#LaThéorie. En matière de politique culturelle, c’est une certitude : il y aura un avant et un après coronavirus. Plus que tous les rapports, mesures ou professions de foi des différents locataires de la rue de Valois, la séquence que nous traversons est en train rebattre les cartes de l’offre culturelle.
Dans cette période de confinement, le relais que constitue le numérique pour la culture est une occasion d’en finir avec l’opposition entre culture des écrans et culture IRL « in real life », entre culture partagée et culture solitaire.
Des fractures, des inégalités, des effets pervers, il y en aura bien sûr avec cette expérience de « culture chez nous » (pour reprendre le nom de la plateforme lancée par le ministère de la Culture). Mais c’est la place du numérique comme outil de démocratisation culturelle qui est aussi en train de se définir pour l’avenir. Voilà ma théorie.
Evidemment tout le monde, faut-il le rappeler, n’a pas accès à Internet, et de nombreux foyers confinés ne possèdent pas d’ordinateur ou alors le partagent entre le télé travail des uns et les jeux vidéos des autres. Bref, la fracture numérique culturelle est bien là. Et qui aujourd’hui profitera de l’incroyable offre de contenus culturels numérisés si ce n’est ceux et celles qui ont déjà des réflexes et des pratiques culturelles ? Sans oublier que ce terrain une fois occupé par le numérique pourrait entraîner la culture « hors écrans » dans une spirale infernale.
« Janus » du continuum numérique
Pour ne citer que quelques exemples : les libraires, les professionnels du spectacle vivant et les exploitants de salles de cinéma sont très inquiets des effets « Janus » de ce continuum numérique.

[Données de localisation de points sur image]
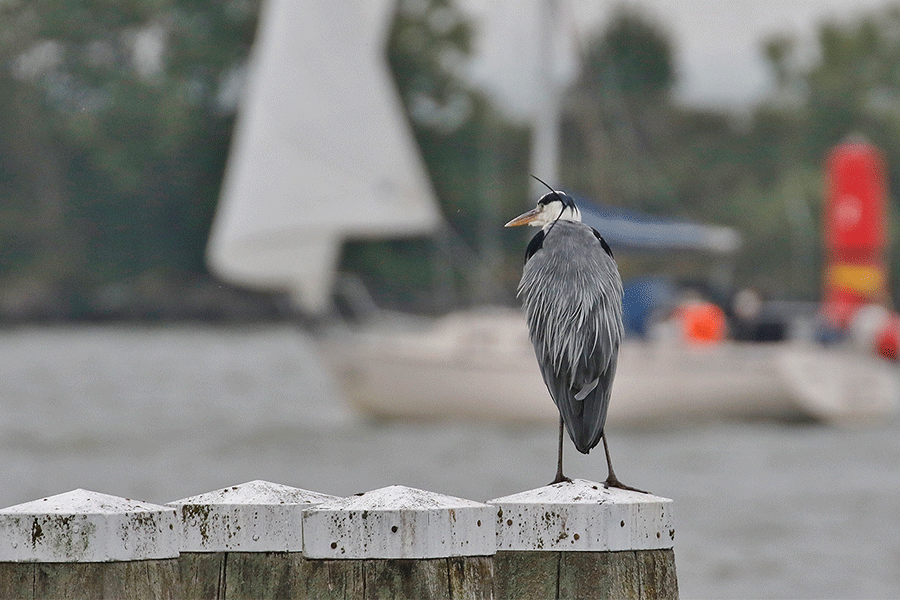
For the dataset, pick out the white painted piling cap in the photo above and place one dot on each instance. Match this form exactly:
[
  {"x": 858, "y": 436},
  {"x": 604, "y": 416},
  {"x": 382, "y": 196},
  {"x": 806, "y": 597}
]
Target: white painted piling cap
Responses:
[
  {"x": 84, "y": 526},
  {"x": 399, "y": 522},
  {"x": 583, "y": 516},
  {"x": 257, "y": 516}
]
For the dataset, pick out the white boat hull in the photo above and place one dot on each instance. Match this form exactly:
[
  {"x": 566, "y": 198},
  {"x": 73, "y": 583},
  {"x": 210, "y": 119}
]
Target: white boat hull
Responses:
[{"x": 482, "y": 366}]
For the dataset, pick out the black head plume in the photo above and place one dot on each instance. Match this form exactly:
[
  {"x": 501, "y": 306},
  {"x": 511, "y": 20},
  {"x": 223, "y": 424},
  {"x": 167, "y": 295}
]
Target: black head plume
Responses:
[{"x": 565, "y": 199}]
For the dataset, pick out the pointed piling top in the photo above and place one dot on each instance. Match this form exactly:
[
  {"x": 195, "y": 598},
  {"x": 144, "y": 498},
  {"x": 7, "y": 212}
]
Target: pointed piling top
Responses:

→ Consigne 1: D'après l'extrait sur la culture et le numérique pendant le confinement, quel nom porte la plateforme lancée par le ministère de la Culture ?
→ Consigne 2: Reprenez le texte consacré à la culture et au numérique pendant le confinement en le prolongeant après sa dernière phrase.

→ Réponse attendue 1: La plateforme s'appelle « culture chez nous ».

→ Réponse attendue 2:
Ainsi, partagés entre la défense de leur place en tant que « commerces essentiels à la vie de la nation » et la réalité des dangers sanitaires, les librairies craignent de voir Amazon engloutir leur chiffre d’affaire sur les semaines écoulées et à venir. Le spectacle vivant estime ses pertes à 590 millions d’euro et pourrait ne pas se remettre de ce séisme d’autant que les « arts de l’émotion » (comme les nomme l’éditorialiste Michel Guerrin dans Le Monde) sont actuellement remplacés l’expérience live en ligne. Quant aux exploitants de salles de cinéma et producteurs, ils se méfient de la perturbation exceptionnelle de la chronologie des médias. Pour résumer : certains films dont la diffusion sur grand écran a été interrompue ou suspendue pourraient, sur décision du CNC, se reporter sur une sortie en VOD (vidéo à la demande).
Cela étant posé, une hypothèse beaucoup plus positive et combinatoire se dessine.
Du "marathon culturel de confinement" à une nouvelle interface pérenne
Tout d’abord, transformé en « Culture chez nous », le site du ministère de la Culture, qui empile habituellement les pavés textuels de discours et de communiqués, est devenu soudainement vivant. Ecouter des podcast ? Visiter une exposition ? Faire découvrir les chefs d’œuvre du Louvre aux enfants ? Les initier à l’architecture et au patrimoine ? Assister à un concert ou un spectacle ? Se former aux pratiques culturelles et artistiques ? Faire son éducation aux médias ? Si ça vous tente vous n’avez qu’à cliquer. Plateforme des plateformes, le site « Culture chez nous » a comme tout à coup clarifié et organisé l’offre culturelle de manière beaucoup plus désirable. Et à ce titre ce changement ne devrait pas se limiter à une sorte de « marathon culturel de confinement » mais définir une nouvelle interface pérenne et une nouvelle approche.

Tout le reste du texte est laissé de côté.